**Given text**
** START **

/Elf

Elves are created to manage background processes

Primary LanguageRubyMIT LicenseMIT

Elf

Elves are creatures to manage background processes.

Installation

Add this line to your application's Gemfile:

gem 'elf'

And then execute:

$ bundle

Or install it yourself as:

$ gem install elf

Usage

This code will run 4 parallel processes and will work about 10 seconds

require 'elf'

Elf.new do |elf|
  elf.fork("sleep 10")
  elf.fork("sleep 10")
  elf.fork("sleep 10")
  elf.fork("sleep 10")
end

And this will run each process one by one

require 'elf'

Elf.new do |elf|
  elf.sync("sleep 10")
  elf.sync("sleep 10")
  elf.sync("sleep 10")
  elf.sync("sleep 10")
end

So why do we need this?

For example you have got some slow rake tasks, which should be started in particular order. Some of them could be started in parallel, while other shoud work synchronously.

** END **

**What to work on**
**1)** In the Elf README, take the passage starting at "So why do we" and ending at "shoud work synchronously." and change "rake tasks" to "build jobs" in it.
**2)** How would you restate the paragraph of the Elf README beginning "For example you have got" more briefly while keeping its main facts?

**Stored data**

** START **

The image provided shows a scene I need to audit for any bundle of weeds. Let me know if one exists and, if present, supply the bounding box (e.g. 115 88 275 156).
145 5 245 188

** END **

**In response**
**1)**
So why do we need this?

For example you have got some slow build jobs, which should be started in particular order. Some of them could be started in parallel, while other shoud work synchronously.

**2)** Suppose some slow rake tasks must start in a particular order: some of them can run in parallel, while others must run synchronously.